**What is required**
Copy every one of the rows below word for word, with no changes.

**Excerpted records**

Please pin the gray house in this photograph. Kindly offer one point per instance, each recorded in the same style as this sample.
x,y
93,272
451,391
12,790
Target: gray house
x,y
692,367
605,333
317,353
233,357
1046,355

**Task answer**
Please pin the gray house in this photograph. Kindly offer one point per instance, each recorded in the same style as this sample.
x,y
93,272
451,391
12,790
Target: gray house
x,y
692,367
605,333
317,353
233,357
1046,355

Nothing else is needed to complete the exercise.